* [TASKS AND EXERCISES]:
**A.** In the passage on the Safari security flaw, why would users who move the Terminal application probably need to put it back before installing new software?
**B.** Continue the passage on the Safari security flaw from its last sentence.

* [SELECTED PASSAGE]:
........
Safari is the only Web browser known to be affected, although it is possible other programs could be vulnerable to similar attacks. The Camino and Firefox Web browsers are not vulnerable to this particular exploit.

Danish security firm Secunia has listed the flaw as "extremely critical," and has posted a harmless sample exploit of the flaw so users can test if their systems are vulnerable. Heise Online has another demonstration of the exploit.

<http://secunia.com/advisories/18963>

<http://secunia.com/mac_os_x_command_execution_ vulnerability_test/>

<http://www.heise.de/security/dienste/ browsercheck/demos/safari/Heise.jpg.zip>

Users may also be able to protect themselves from the exploit by removing the Terminal application from its default location in Applications > Utilities. (However, doing so may confuse future system updaters, so users would probably have to remember to put it back before installing new software.)
........
* [RECORD EXCERPTS]:
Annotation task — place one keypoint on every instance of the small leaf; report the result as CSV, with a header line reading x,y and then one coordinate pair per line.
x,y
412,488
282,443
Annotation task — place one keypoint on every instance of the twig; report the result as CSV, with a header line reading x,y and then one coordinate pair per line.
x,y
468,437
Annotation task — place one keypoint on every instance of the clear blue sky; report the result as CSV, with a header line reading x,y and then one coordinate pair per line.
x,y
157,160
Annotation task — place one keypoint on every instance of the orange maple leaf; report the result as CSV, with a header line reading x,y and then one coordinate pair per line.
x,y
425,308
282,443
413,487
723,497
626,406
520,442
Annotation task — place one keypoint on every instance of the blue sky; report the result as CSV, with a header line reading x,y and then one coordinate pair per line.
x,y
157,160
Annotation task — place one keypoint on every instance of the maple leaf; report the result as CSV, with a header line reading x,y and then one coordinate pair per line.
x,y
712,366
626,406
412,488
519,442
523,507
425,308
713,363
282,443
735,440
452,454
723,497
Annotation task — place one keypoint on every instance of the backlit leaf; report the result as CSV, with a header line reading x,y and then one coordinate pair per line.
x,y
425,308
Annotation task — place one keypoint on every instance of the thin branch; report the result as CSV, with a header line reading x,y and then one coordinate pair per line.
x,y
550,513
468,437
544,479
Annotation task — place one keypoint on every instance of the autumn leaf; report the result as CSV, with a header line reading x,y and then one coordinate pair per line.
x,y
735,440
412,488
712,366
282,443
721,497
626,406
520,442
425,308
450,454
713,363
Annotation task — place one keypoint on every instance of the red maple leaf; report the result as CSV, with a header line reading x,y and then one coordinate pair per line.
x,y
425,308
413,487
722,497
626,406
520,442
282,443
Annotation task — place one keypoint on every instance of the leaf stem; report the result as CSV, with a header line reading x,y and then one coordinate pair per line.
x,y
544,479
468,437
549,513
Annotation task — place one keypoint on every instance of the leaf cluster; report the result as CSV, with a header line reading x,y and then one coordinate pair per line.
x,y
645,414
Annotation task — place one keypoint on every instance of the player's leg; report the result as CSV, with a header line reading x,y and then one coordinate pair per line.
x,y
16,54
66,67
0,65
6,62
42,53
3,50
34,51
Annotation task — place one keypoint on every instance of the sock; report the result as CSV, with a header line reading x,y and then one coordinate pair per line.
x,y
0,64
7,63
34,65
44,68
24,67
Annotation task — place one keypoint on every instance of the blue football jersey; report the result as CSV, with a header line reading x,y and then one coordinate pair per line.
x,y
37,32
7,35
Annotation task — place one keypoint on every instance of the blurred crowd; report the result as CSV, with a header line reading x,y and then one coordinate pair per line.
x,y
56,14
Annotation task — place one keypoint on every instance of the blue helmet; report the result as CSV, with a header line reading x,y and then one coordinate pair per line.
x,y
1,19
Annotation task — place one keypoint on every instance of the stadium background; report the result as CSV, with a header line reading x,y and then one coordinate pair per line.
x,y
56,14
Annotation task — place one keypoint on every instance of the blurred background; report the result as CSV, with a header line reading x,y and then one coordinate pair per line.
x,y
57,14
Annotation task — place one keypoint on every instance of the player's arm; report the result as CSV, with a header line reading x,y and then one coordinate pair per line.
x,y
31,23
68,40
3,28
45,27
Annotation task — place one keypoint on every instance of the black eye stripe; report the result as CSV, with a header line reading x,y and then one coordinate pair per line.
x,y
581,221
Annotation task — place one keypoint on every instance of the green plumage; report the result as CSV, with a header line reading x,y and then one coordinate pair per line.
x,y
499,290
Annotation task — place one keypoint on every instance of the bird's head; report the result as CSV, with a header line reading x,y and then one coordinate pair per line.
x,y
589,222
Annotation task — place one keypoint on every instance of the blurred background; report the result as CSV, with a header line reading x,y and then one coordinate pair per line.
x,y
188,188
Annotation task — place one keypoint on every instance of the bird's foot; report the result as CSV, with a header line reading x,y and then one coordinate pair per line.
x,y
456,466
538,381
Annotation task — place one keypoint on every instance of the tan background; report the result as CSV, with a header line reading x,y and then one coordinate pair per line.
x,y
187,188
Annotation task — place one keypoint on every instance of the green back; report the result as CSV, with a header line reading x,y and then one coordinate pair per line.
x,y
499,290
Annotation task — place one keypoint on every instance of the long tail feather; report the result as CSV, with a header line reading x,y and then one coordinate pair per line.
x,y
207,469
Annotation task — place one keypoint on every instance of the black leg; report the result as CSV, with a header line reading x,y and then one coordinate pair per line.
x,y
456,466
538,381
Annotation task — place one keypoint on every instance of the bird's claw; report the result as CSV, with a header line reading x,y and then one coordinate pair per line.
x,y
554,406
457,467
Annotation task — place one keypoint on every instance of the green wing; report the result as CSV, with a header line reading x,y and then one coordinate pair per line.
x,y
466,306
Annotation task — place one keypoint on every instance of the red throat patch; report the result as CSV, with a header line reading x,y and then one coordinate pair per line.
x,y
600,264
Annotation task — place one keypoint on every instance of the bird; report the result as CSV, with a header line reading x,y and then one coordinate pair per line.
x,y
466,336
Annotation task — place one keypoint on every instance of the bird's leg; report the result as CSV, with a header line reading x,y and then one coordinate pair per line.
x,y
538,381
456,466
........
* [RESPONSE LIST]:
**A.** Moving Terminal out of its default location in Applications > Utilities may confuse future system updaters. Users would therefore probably have to return it there before installing new software.

**B.**
By default, Safari’s "Open ‘safe’ files after downloading" option is disabled on new Mac OS X 10.4.5 installations, so many users may be safe from this exploit by default. However, merely running Mac OS X 10.4.5 is no guarantee of safety: we’ve confirmed systems updated to Mac OS 10.4.5 from earlier versions may well leave Safari’s "Open ‘safe’ files after downloading" option enabled. So, to be safe, check that the option is disabled on your system regardless of the version of Mac OS X you’re using.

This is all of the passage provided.